__TO BE DONE__:
• a. In the bridge passage, how many tons of material does the Brooklyn Bridge contain for its span of 1,600 feet?
• b. Duplicate the section of the bridge passage that begins at the words "Roebling, therefore, solved" and stops after "of American engineering.".
begin SOURCE DOCUMENT
The bridge has not only been honestly built, but it may be safely asserted that it could not now be duplicated at the same cost. Much money might, however, have been saved if the work had not been delayed through want of means, and unnecessary obstacles interposed by mistaken public officials. Moreover, measured by its capacity, and the limitations imposed on its construction by its relation to the interests of traffic and navigation, it is the cheapest structure ever erected by the genius of man. This will be made evident by a single comparison with the Britannia Tubular Bridge, erected by Stephenson over the Menai Strait. He adopted the tubular principle because he believed that the suspension principle could not be made practical for railway-traffic, although he had to deal with spans not greater than 470 feet. He built a structure that contained 10,540 tons of iron, and cost £601,000, or about $3,000,000. Fortunately, he has left a calculation on record as to the possible extension of the tubular girder, showing that it would reach the limits in which it could bear only its own weight (62,000 tons) at 1,570 feet. Now, for a span of 1,600 feet, the Brooklyn Bridge contains but 6,740 tons of material, and will sustain seven times its own weight. Its cost is $9,000,000, whereas a tubular bridge for the same span would contain ten times the weight of the metal, and, though costing twice as much money, would be without the ability to do any useful work.
Roebling, therefore, solved the problem which had defied Stephenson, and upon his design has been built a successful structure at half the cost of a tubular bridge that would have fallen when loaded in actual use. It is impossible to furnish any more striking proof of the genius which originated and of the economy which constructed this triumph of American engineering.
end SOURCE DOCUMENT
begin DATA LINES
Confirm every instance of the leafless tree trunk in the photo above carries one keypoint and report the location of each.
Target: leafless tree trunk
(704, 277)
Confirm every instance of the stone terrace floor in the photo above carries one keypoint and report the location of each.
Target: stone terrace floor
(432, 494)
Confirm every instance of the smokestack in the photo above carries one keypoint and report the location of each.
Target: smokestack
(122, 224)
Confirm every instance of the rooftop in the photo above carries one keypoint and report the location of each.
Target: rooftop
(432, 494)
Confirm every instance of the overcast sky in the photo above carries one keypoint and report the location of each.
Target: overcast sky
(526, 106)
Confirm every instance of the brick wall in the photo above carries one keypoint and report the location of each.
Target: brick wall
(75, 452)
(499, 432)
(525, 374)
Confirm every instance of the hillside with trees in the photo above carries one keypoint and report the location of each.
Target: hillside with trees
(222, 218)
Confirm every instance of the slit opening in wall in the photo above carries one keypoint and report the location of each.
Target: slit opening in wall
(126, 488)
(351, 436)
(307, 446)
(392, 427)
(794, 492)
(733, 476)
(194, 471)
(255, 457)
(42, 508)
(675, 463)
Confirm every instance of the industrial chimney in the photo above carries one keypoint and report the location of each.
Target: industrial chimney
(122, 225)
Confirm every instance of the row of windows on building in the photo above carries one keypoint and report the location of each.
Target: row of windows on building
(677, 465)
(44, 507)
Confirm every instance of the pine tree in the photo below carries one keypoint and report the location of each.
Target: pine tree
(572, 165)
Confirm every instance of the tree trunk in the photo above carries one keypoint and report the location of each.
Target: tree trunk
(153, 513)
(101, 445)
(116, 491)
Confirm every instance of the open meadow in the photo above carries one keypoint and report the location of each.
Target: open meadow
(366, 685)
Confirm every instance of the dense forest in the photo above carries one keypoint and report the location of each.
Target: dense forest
end DATA LINES
__ANSWERS TO THE TASKS__:
• a. 6,740 tons

• b.
Roebling, therefore, solved the problem which had defied Stephenson, and upon his design has been built a successful structure at half the cost of a tubular bridge that would have fallen when loaded in actual use. It is impossible to furnish any more striking proof of the genius which originated and of the economy which constructed this triumph of American engineering.